Required task A ->
In the MySQL character set article:
(i) Which character set did PHP actually read and write in while MySQL treated the data as Latin-1?
(ii) What does the article say will not work as expected?
(iii) To what field type should a character field be converted first in the fix?
Required task B ->
Repeat, word for word, the part of the MySQL character set article that opens with the words containing "Needless to say" and closes with "it from phpMyAdmin.".

>> BEGIN Selected text

Old MySQL versions didn’t have good support for Arabic, so what I used to do is to configure MySQL tables with any character set e.g. latin-1 and configure PHP to read it and write in Windows-1256 and pass it to MySQL as is i.e. MySQL think it is “Latin-1” but in fact it is “Windows-1256”.
Needless to say cheating in the character set have many bad consensuses:
- Sorting will not work as expected
- Other applications will assume you are using the correct character set and you won’t be able to read or write your data. e.g. PHPMyAdmin could display something like this:
“ÈÓã Çááå ÇáÑÍãä ÇáÑÍíã”
How to fix it
I found this trick in MySQL documentation, what you need to do is convert any character field to “blob” then convert it back to the desired field type with the desired character set:
ALTER TABLE t1 CHANGE c1 c1 BLOB;
ALTER TABLE t1 CHANGE c1 c1 TEXT CHARACTER SET cp1256;
You can change it and test it from phpMyAdmin.

>> END Selected text
>> BEGIN Supplied entries

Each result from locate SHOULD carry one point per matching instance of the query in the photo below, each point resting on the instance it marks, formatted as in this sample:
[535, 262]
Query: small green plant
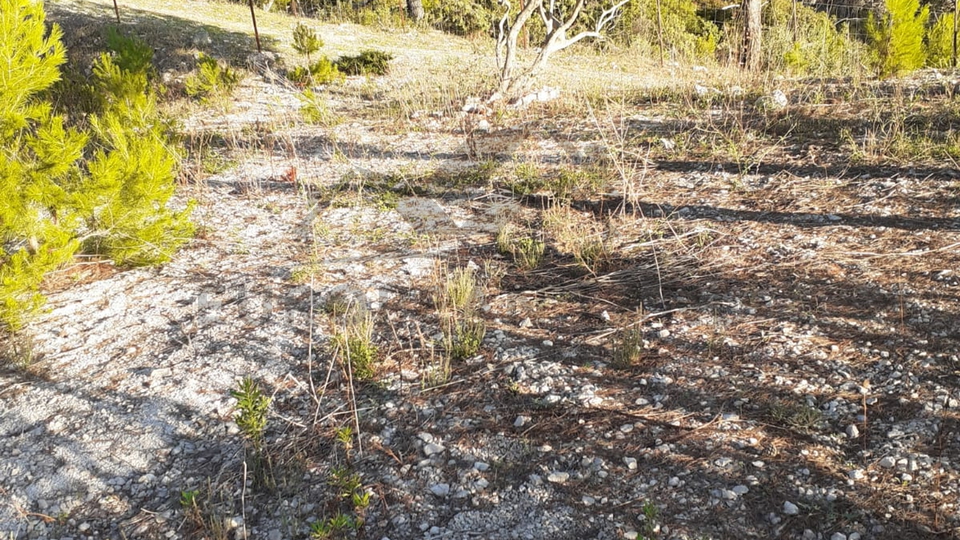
[323, 71]
[369, 62]
[628, 350]
[506, 236]
[459, 291]
[650, 514]
[300, 76]
[591, 253]
[129, 53]
[188, 499]
[896, 37]
[457, 298]
[252, 407]
[305, 40]
[211, 79]
[466, 338]
[527, 179]
[352, 501]
[940, 42]
[354, 343]
[345, 438]
[334, 527]
[528, 252]
[800, 417]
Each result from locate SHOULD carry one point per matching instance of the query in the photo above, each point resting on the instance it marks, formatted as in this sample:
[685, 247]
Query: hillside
[697, 314]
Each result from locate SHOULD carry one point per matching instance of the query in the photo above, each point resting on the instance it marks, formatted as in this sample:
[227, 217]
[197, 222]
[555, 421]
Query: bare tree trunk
[752, 50]
[415, 10]
[556, 25]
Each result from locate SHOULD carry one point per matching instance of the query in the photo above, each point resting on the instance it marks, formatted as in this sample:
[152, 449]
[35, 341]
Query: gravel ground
[796, 372]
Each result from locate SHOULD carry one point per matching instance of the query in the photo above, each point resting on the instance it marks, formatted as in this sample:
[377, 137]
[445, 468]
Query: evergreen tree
[38, 161]
[896, 37]
[52, 201]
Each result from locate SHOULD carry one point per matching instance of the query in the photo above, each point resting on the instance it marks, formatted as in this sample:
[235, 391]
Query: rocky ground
[793, 339]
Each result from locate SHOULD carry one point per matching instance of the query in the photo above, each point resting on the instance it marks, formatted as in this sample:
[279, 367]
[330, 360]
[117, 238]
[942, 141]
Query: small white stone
[558, 477]
[432, 448]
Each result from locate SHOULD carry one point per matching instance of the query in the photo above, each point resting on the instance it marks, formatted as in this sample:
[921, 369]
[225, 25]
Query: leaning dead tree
[752, 26]
[556, 23]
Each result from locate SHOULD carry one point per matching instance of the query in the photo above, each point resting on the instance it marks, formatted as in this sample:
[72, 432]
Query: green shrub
[686, 35]
[252, 409]
[38, 161]
[51, 196]
[368, 62]
[896, 37]
[300, 75]
[940, 42]
[131, 177]
[460, 17]
[324, 71]
[130, 54]
[305, 40]
[817, 48]
[211, 78]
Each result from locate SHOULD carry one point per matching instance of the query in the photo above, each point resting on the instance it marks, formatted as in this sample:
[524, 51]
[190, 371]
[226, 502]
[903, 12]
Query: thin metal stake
[256, 34]
[956, 15]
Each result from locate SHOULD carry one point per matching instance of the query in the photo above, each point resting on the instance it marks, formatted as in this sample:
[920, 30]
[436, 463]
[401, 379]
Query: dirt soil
[761, 351]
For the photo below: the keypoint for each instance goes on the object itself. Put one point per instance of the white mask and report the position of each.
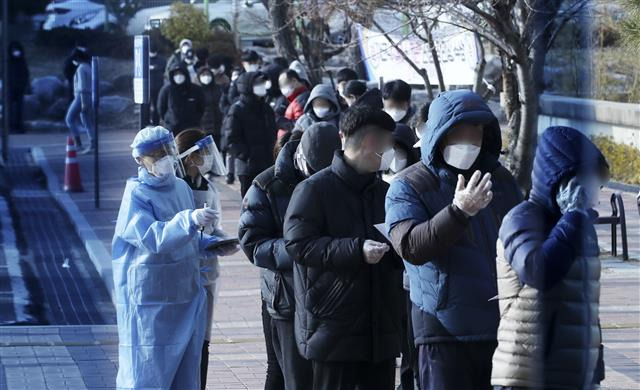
(385, 159)
(179, 78)
(321, 112)
(396, 114)
(260, 89)
(461, 156)
(206, 79)
(286, 90)
(163, 167)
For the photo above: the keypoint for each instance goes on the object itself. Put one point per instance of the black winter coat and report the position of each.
(346, 309)
(260, 231)
(249, 129)
(180, 106)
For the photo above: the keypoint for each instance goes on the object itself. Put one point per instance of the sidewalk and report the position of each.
(79, 357)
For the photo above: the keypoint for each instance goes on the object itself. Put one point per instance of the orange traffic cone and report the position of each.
(72, 180)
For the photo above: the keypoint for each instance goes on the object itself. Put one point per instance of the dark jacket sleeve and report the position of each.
(234, 130)
(163, 101)
(259, 235)
(415, 235)
(305, 239)
(541, 260)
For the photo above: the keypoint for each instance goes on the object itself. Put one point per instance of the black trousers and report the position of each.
(354, 376)
(456, 365)
(275, 379)
(409, 366)
(297, 371)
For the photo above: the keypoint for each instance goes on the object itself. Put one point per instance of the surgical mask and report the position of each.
(206, 79)
(321, 112)
(164, 166)
(287, 90)
(396, 114)
(207, 163)
(461, 156)
(385, 159)
(260, 89)
(179, 78)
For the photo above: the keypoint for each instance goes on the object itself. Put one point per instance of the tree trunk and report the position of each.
(478, 85)
(283, 37)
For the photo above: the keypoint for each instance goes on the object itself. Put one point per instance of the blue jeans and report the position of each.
(79, 117)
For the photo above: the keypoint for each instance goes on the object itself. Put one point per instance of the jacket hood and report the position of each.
(562, 153)
(324, 91)
(450, 108)
(245, 82)
(372, 97)
(285, 170)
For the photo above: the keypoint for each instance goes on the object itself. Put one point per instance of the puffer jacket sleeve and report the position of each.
(305, 240)
(259, 235)
(145, 232)
(415, 236)
(541, 259)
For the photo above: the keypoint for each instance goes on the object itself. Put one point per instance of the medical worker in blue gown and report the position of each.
(157, 247)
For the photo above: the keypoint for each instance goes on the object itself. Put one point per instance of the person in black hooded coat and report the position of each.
(180, 103)
(18, 83)
(249, 129)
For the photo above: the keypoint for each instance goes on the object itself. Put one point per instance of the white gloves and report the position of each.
(475, 196)
(373, 251)
(204, 217)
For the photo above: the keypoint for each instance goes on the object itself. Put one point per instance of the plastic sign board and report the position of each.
(458, 53)
(141, 69)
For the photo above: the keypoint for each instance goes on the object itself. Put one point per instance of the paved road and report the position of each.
(85, 357)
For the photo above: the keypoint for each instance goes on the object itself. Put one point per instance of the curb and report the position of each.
(98, 254)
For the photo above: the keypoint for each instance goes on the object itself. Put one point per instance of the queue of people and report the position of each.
(381, 230)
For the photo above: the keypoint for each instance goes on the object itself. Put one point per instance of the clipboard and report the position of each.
(223, 242)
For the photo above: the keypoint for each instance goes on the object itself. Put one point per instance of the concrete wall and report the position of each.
(621, 121)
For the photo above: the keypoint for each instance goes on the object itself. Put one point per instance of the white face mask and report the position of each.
(461, 156)
(252, 67)
(321, 112)
(163, 167)
(179, 78)
(396, 114)
(206, 79)
(260, 89)
(286, 90)
(385, 159)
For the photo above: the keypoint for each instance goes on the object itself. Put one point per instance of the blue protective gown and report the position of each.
(160, 300)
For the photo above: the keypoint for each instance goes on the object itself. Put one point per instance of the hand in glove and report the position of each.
(373, 251)
(475, 196)
(573, 196)
(204, 217)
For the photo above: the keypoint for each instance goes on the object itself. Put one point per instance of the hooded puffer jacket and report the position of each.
(250, 128)
(549, 277)
(310, 117)
(452, 268)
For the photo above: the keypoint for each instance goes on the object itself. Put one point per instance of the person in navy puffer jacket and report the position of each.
(443, 215)
(549, 272)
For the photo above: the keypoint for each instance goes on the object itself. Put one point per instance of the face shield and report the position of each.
(159, 156)
(206, 157)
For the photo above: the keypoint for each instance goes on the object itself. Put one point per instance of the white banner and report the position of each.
(457, 52)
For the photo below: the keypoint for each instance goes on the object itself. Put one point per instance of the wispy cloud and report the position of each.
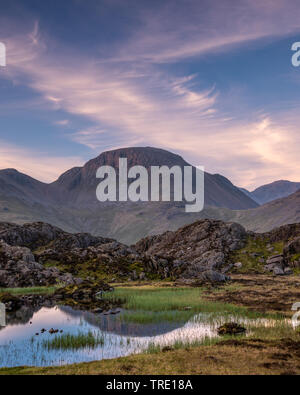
(36, 164)
(130, 98)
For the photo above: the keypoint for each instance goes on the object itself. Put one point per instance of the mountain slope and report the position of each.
(78, 186)
(271, 215)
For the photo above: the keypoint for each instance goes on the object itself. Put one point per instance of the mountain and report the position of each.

>> END Supplied entries

Written answer A ->
(i) Windows-1256
(ii) Sorting
(iii) Blob

Written answer B ->
Needless to say cheating in the character set have many bad consensuses:
- Sorting will not work as expected
- Other applications will assume you are using the correct character set and you won’t be able to read or write your data. e.g. PHPMyAdmin could display something like this:
“ÈÓã Çááå ÇáÑÍãä ÇáÑÍíã”
How to fix it
I found this trick in MySQL documentation, what you need to do is convert any character field to “blob” then convert it back to the desired field type with the desired character set:
ALTER TABLE t1 CHANGE c1 c1 BLOB;
ALTER TABLE t1 CHANGE c1 c1 TEXT CHARACTER SET cp1256;
You can change it and test it from phpMyAdmin.